◆ YOUR INSTRUCTIONS ◆
Convert the entries from the line with "of every woolly" up to and including the line with "[15,62,21,67]" into a two-column CSV headed text and answer. Give one row per entry, quote each field, replace line breaks with spaces, and include only those entries and no pictures.

[Raw records]
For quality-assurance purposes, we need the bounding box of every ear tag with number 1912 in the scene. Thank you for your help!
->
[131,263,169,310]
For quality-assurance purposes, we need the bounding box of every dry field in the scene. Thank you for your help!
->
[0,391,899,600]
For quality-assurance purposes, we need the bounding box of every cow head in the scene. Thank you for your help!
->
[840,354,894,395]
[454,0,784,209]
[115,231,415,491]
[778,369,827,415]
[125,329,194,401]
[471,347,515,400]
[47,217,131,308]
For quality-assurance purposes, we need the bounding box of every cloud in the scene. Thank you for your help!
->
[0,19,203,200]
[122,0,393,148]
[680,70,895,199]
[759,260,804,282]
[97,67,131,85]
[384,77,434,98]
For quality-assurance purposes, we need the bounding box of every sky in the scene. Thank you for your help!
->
---
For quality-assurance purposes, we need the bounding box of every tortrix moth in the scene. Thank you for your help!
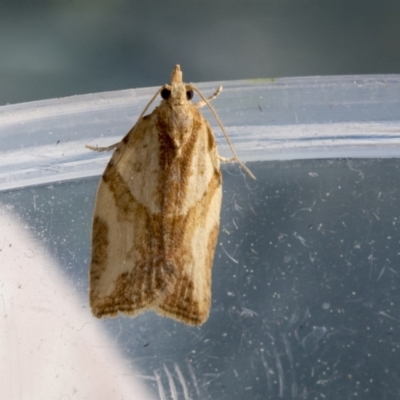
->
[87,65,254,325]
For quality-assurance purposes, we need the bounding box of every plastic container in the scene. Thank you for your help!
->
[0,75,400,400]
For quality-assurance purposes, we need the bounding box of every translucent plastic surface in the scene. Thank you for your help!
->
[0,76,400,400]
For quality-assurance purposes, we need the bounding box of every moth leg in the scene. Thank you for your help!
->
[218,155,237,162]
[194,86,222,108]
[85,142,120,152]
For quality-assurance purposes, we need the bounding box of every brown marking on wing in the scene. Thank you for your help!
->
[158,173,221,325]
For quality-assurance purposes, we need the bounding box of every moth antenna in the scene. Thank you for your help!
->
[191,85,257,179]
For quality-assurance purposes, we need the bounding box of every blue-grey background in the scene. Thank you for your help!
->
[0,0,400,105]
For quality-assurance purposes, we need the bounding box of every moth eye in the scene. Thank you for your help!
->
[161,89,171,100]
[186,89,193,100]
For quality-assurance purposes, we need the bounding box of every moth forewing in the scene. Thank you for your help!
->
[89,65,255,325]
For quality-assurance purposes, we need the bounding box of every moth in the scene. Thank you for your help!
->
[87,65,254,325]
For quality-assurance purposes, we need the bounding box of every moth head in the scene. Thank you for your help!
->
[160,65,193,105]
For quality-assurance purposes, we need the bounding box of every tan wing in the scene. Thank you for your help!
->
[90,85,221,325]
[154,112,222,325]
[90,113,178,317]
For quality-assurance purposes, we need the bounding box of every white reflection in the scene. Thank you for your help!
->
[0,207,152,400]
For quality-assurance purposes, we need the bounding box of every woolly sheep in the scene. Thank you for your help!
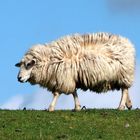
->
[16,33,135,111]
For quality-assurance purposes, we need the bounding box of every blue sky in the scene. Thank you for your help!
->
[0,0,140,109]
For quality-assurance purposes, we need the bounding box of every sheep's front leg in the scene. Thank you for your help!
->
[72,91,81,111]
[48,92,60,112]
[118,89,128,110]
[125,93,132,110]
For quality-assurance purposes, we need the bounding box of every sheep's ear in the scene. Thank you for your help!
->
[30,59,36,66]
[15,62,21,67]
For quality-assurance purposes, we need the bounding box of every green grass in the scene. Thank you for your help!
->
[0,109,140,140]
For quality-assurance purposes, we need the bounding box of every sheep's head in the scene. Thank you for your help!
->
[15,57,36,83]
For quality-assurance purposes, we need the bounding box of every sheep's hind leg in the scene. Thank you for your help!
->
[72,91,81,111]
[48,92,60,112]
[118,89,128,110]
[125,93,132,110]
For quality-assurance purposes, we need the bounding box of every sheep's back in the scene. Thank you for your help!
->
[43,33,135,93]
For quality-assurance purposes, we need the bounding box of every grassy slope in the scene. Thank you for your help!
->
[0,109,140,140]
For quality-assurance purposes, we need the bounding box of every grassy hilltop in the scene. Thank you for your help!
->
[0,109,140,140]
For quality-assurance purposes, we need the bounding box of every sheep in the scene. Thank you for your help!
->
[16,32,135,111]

◆ ANSWER FOR THIS EXERCISE ◆
text,answer
"For quality-assurance purposes, we need the bounding box of every woolly sheep in the scene. Thank you for your help! ->","[16,33,135,111]"
"For quality-assurance purposes, we need the bounding box of every blue sky in the scene. Thank you for your help! ->","[0,0,140,109]"
"For quality-assurance purposes, we need the bounding box of every sheep's front leg in the scene. Thank you for your help! ->","[72,91,81,111] [48,92,60,112] [118,89,128,110] [125,93,132,110]"
"For quality-assurance purposes, we need the bounding box of every sheep's ear in the scene. Thank you for your help! ->","[30,59,36,66] [15,62,21,67]"